What needs to be done: Search the listing below for the string "output" and copy every line where it occurs.

.....

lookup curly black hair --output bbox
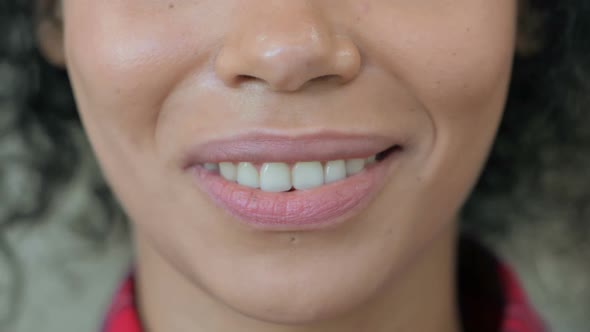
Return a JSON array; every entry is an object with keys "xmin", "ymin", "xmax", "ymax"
[
  {"xmin": 0, "ymin": 0, "xmax": 126, "ymax": 325},
  {"xmin": 0, "ymin": 0, "xmax": 589, "ymax": 328},
  {"xmin": 464, "ymin": 0, "xmax": 590, "ymax": 234}
]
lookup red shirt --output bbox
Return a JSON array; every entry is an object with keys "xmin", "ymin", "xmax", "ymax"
[{"xmin": 102, "ymin": 239, "xmax": 548, "ymax": 332}]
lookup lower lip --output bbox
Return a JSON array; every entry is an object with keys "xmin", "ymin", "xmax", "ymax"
[{"xmin": 189, "ymin": 155, "xmax": 398, "ymax": 231}]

.....

Result:
lookup curly black hair --output bbox
lookup red shirt --output bbox
lookup lower lip --output bbox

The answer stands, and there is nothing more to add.